**Exercise goal**
Retype the records below verbatim, beginning at the line that contains "Outline white tank" and ending after the line that contains "xmin=835 ymin=121 xmax=907 ymax=278".

*** Stored rows ***

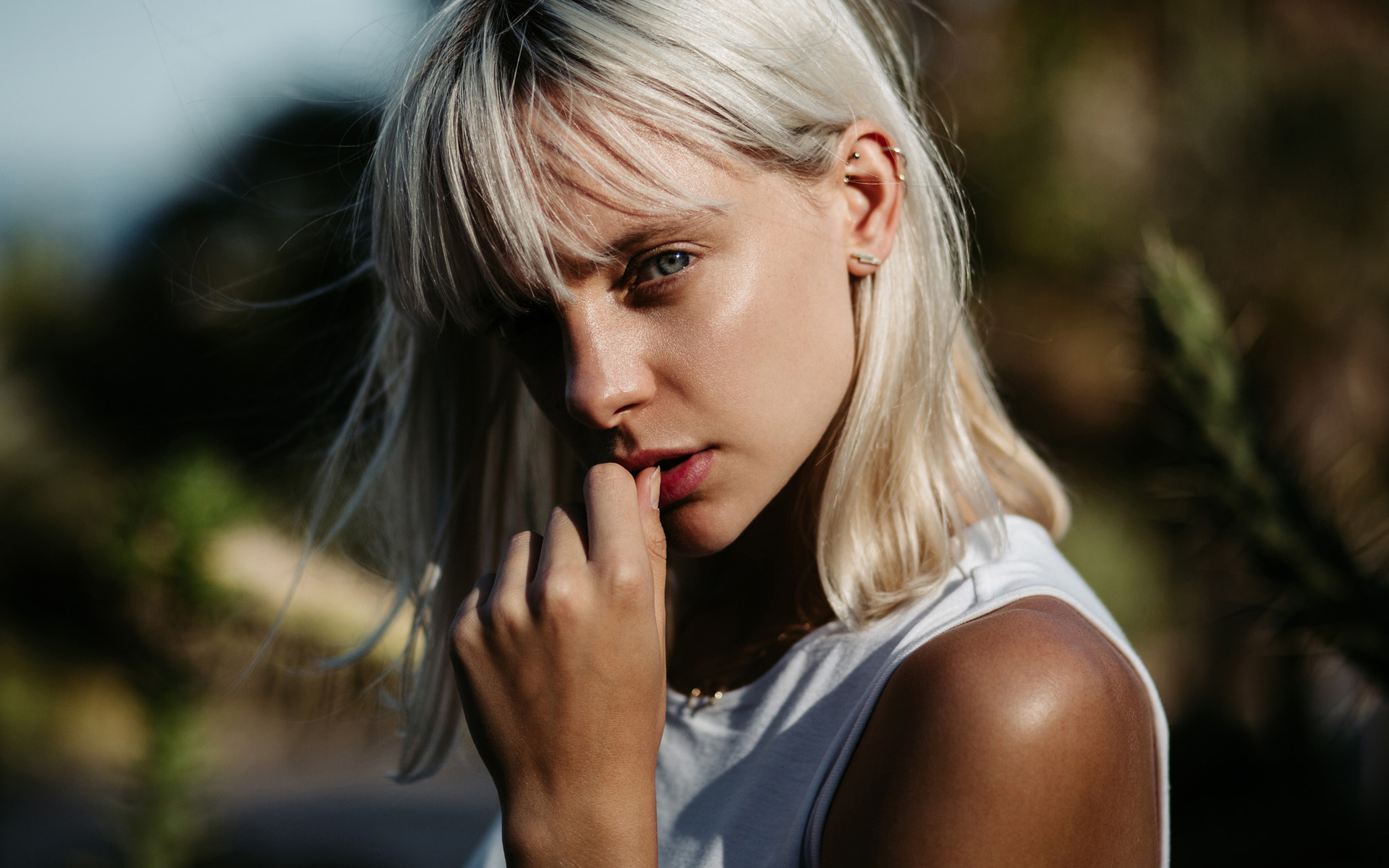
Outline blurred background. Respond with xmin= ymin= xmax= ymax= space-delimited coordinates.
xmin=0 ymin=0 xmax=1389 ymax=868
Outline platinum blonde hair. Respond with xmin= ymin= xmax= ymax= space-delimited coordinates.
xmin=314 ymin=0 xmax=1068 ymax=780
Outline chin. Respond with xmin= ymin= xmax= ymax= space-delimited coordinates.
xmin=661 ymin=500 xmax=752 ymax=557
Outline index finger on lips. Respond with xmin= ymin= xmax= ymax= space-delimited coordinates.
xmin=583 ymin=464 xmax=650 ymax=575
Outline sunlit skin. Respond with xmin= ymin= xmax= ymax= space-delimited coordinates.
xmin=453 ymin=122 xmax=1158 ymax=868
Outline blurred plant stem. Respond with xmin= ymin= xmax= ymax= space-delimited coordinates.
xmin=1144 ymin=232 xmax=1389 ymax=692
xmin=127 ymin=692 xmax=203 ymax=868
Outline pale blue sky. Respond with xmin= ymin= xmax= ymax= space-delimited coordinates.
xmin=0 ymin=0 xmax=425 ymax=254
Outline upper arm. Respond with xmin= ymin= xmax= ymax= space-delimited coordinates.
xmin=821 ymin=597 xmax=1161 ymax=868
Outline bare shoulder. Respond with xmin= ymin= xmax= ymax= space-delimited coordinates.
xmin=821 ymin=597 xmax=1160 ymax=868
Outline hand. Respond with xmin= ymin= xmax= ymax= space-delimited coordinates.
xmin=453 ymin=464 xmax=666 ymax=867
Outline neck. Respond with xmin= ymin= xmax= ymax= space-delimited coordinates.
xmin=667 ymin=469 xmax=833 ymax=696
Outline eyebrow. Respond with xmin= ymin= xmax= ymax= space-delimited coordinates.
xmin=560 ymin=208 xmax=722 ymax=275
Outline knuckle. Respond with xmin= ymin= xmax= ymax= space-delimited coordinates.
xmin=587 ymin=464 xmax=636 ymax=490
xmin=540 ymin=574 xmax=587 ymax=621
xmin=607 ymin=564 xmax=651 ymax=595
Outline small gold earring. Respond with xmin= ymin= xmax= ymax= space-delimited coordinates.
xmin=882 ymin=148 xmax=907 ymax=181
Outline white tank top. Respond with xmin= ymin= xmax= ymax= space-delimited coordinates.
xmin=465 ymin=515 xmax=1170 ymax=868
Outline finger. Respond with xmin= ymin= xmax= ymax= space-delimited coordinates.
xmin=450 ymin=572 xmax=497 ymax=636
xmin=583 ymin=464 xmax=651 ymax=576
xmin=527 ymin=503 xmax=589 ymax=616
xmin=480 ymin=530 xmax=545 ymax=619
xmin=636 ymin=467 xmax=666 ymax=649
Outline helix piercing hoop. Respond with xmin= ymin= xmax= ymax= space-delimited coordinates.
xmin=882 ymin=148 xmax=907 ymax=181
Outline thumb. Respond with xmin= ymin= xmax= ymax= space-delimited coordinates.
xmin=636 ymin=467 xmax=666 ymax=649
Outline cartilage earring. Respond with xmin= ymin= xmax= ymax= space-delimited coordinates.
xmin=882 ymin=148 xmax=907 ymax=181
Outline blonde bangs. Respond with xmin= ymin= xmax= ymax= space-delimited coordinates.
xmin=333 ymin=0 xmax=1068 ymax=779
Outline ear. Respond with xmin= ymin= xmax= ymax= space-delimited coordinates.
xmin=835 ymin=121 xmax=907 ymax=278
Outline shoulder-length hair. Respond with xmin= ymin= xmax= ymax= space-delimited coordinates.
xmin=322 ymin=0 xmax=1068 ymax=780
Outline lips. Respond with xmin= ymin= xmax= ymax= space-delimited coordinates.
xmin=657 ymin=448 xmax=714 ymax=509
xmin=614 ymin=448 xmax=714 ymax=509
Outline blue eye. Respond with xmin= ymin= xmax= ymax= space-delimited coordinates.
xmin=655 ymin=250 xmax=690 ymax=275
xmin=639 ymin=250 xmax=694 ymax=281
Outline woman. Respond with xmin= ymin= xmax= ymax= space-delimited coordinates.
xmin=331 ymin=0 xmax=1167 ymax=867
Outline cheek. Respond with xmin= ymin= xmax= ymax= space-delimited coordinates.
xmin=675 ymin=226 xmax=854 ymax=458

***

**Correct output**
Outline white tank top. Respond with xmin= ymin= xmax= ymax= space-delimited coordinates.
xmin=465 ymin=515 xmax=1170 ymax=868
Outline finger. Respond with xmin= ymin= xmax= ymax= space-delimited coordinates.
xmin=450 ymin=572 xmax=497 ymax=636
xmin=583 ymin=464 xmax=651 ymax=576
xmin=527 ymin=503 xmax=589 ymax=616
xmin=480 ymin=530 xmax=545 ymax=619
xmin=636 ymin=467 xmax=666 ymax=649
Outline helix piercing hoop. Respond with xmin= ymin= xmax= ymax= space-delimited coordinates.
xmin=882 ymin=148 xmax=907 ymax=181
Outline thumb. Respond with xmin= ymin= xmax= ymax= space-delimited coordinates.
xmin=636 ymin=467 xmax=666 ymax=649
Outline cartilage earring. Respond with xmin= ymin= xmax= ymax= space-delimited coordinates.
xmin=882 ymin=148 xmax=907 ymax=181
Outline blonde bangs. Respond with xmin= ymin= xmax= ymax= space-delimited coordinates.
xmin=333 ymin=0 xmax=1068 ymax=779
Outline ear. Respond with xmin= ymin= xmax= ymax= space-delimited coordinates.
xmin=835 ymin=121 xmax=907 ymax=278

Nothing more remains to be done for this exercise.